▸ **PAGE EXTRACT**
■ ■ ■ ■

It's been a long time since the NHL saw a 60-goal scorer and the league is begging for this trend to be broken. Following Mario Lemieux's '95-'96 season in which he buried on 69 separate occasions, the NHL has failed to produce a single-season goal scorer exceeding the 59 goals potted by Pavel Bure of the Florida Panthers in '00-'01. While some have ventured closely -- like Jonathan Cheechoos' Thornton-aided 56-goal campaign in '05-'06, and the most recent victor of the Rocket Richard Trophy, Vinny Lecavalier, with 52 -- the screeching reduction in goal scoring is well documented.
Few players in the NHL have the talent, skill and determination to score 60 goals, a fact that is quite evident in the statistics collected over the last 10 seasons, in addition to the tears of every hockey purist incensed over rule changes to beef up offensive production. While the numbers represent the historical precedent by which players of the last decade have failed to score, the newest rule changes and the evolution of the leagues' top talent may allow us present a strong argument for the emergence of a 60-goal scorer in the 2007-8 NHL season.
The inflation of the size and speed of the overall talent pool in the NHL have reduced the ability for highly skilled, but slightly undersized snipers, ala Gretzky and Theo Fleury, and to an extent, Brett Hull, to impose their will through shifty end-to-end rushes and extended-range snipes. Instead, over the past six seasons since 2001, power forwards have demonstrated their ability to lead the pack in a category traditionally dominated with allusiveness, accuracy and finesse. The demands of the game have resulting in the leagues' best goal scorers evolving into physical marvels ranging from 210-225lbs of smooth skating and sharp-shooting threats. Since Bure's 59-goals as a Canuck in 2001, Iginla (x2), Kovalchuk, Rick Nash and the aforementioned Cheechoo and Lecavalier have been the leagues top goal scorers. For those who haven't watched an episode of Sportscenter since Y2K, these men average 6'2, 215lbs.
Aside from their size, these top goal scorers had chemistry with at least one top-notch linemate, received the lions share of the ice time, both 5-on-5 and on the PP, and are all prone to good health and durability. There are a slew of players who fit these broad characteristics, and thus would expectedly top the goals category. The likes of Vincent Lecavier, Simon Gagne, Ilya Kovalchuk and Jonathan Cheechoo will likely remain at, or near, the top and should be watched closely during extended hot streaks, but fall short when considering players capable of a 60+ goal season.

■ ■ ■ ■

▸ **REQUIRED WORK**
**a.** Print the stretch of the article on NHL goal scoring that begins with the words containing "Aside from their" and ends with "60+ goal season.".
**b.** According to the article on NHL goal scoring, how many goals did Mario Lemieux score in the '95-'96 season?
This material isn't needed.

[Point labeling samples]
■ ■ ■ ■

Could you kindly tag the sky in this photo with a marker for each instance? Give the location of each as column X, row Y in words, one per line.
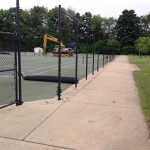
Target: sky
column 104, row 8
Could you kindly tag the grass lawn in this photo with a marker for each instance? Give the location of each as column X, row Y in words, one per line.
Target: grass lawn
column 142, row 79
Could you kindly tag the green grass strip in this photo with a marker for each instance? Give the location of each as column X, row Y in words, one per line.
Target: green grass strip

■ ■ ■ ■

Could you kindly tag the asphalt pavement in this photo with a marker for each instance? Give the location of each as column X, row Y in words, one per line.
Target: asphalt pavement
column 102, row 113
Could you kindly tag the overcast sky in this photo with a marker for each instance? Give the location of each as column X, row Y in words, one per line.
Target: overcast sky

■ ■ ■ ■

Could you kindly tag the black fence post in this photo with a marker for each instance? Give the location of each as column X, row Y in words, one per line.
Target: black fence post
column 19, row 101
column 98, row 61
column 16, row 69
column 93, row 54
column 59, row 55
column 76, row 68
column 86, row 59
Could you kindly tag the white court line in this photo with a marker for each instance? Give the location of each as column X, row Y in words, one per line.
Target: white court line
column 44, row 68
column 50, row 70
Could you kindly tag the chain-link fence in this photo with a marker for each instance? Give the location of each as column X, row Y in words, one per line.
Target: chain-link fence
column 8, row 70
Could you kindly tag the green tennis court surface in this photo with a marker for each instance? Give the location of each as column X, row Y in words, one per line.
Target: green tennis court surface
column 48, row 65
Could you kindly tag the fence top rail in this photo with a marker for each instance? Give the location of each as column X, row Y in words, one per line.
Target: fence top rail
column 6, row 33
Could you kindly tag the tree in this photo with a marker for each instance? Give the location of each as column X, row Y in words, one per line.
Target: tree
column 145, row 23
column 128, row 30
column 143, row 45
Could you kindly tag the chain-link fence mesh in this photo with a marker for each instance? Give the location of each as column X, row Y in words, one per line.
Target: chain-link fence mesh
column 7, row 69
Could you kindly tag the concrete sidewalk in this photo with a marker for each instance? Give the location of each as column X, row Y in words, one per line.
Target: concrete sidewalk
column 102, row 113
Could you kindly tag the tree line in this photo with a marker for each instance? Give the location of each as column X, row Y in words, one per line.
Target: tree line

■ ■ ■ ■

▸ **ANSWERS FOR THIS EXERCISE**
**a.**
Aside from their size, these top goal scorers had chemistry with at least one top-notch linemate, received the lions share of the ice time, both 5-on-5 and on the PP, and are all prone to good health and durability. There are a slew of players who fit these broad characteristics, and thus would expectedly top the goals category. The likes of Vincent Lecavier, Simon Gagne, Ilya Kovalchuk and Jonathan Cheechoo will likely remain at, or near, the top and should be watched closely during extended hot streaks, but fall short when considering players capable of a 60+ goal season.

**b.** 69 goals.